# Filtern innerhalb eines Resultset



## FenchelT (30. Jul 2007)

Hallo zusammen,

in VB6 ist es z.B. moeglich, innerhalb eines Resultsets einen Filter zu setzen.
Geht das in Java auch?

Hintergrund der Frage:
Ich moechte gerne ein Eingabesensitives-JTextField erstellen.
Meine Vorstellung: 
zu Beginn wird die Datenmenge aus der Tabelle geladen (ca. 500 Datensaetze) und in einer JTable angezeigt.
Nun soll der Benutzer in ein Textfeld einen Suchbegriff eingeben und mit jedem Buchstaben den er eingibt, soll sich die Datenmege reduzieren/anpassen.
Nun moechte ich ungerne fuer jeden Buchstaben den der User eingibt eine neue Anfrage an die DB schicken, sondern lieber innerhalb des Resultsets filtern.

Ist das moeglich?


Vielen Dank und viele Gruesse
FenchelT


----------



## SlaterB (30. Jul 2007)

▸ **Einträge**:
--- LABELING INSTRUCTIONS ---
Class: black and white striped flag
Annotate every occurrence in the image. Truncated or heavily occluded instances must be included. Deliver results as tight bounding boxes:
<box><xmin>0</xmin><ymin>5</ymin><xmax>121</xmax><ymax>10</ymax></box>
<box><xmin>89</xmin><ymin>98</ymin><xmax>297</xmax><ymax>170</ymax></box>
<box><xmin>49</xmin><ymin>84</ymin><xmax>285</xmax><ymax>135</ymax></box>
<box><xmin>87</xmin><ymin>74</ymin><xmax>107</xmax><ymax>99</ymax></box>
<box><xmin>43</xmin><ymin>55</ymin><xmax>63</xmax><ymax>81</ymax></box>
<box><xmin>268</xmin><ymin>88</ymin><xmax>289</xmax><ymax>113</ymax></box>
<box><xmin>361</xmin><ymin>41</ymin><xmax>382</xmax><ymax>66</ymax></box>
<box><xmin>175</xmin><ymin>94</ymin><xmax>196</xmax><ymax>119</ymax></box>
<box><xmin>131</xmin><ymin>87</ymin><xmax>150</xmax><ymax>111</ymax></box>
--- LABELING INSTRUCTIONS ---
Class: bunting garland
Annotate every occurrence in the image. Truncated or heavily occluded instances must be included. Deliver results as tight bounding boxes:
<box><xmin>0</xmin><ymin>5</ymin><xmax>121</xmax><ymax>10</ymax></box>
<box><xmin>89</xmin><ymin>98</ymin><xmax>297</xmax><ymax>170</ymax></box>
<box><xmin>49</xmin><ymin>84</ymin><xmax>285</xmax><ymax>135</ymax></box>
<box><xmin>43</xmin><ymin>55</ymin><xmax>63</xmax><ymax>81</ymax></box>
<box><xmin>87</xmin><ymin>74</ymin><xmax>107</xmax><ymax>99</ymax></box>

▸ **Aufgabenstellung**: Liefere die Fortsetzung des Forenthreads zum Filtern innerhalb eines Resultsets, beginnend nach seiner letzten Zeile. Die Einträge spielen hierbei keine Rolle.

▸ **Antwort**:
ich empfehle dir ganz dringend, das Resultset 100 ms nach dem Laden wieder zu schließen, 
und nicht über Sekunden/ Minuten offenzuhalten,
das mag in deinem Fall nicht direkt stören, da die DB sonst nix zu tun hat, ist aber ein allgemeines Paradigma

die Informationen kannst du genausogut in ein eigenen einfachen Datencontainern vorhalten und darüber nach belieben filtern,
müsstest dann natürlich alles selber machen (vielleicht sowieso, falls es das im ResultSet nicht gibt)


----------



## FenchelT (30. Jul 2007)

Hallo Slater,

ersteinmal Danke fuer DEine so schnelle Antwort.
Natuerlich habe ich mir auch Gedanken darueber gemacht, das Ganze in einem anderen Datencontainer aufzubewahren und darauf zu filtern.
Dann muesste ich aber saemtlichen ResultSet-Faehigkeiten nachprogrammieren und das wuerde ich ja gerne vermeiden.




> ich empfehle dir ganz dringend, das Resultset 100 ms nach dem Laden wieder zu schließen,
> und nicht über Sekunden/ Minuten offenzuhalten,
> das mag in deinem Fall nicht direkt stören, da die DB sonst nix zu tun hat, ist aber ein allgemeines Paradigma



Hmm, dies wiederum ist eine Aussage die ich nicht nachvollziehen kann.
100ms weil es alle so machen, ist nicht wirklich ein Grund.

Warum nicht 175 oder 224ms, oder 90 oder 78? Koenntest Du mir evtl die 100ms fachlich begruenden?

Nochmals Danke fuer DEine Hilfe.

FenchelT


----------



## SlaterB (30. Jul 2007)

...
das ist nur eine Zahl, lesen und fertig, egal wie lange es dauert,
jedenfalls nicht in eine JTable als Exemplarvariable stecken und auf idle setzen (bis der User das Programm beendet)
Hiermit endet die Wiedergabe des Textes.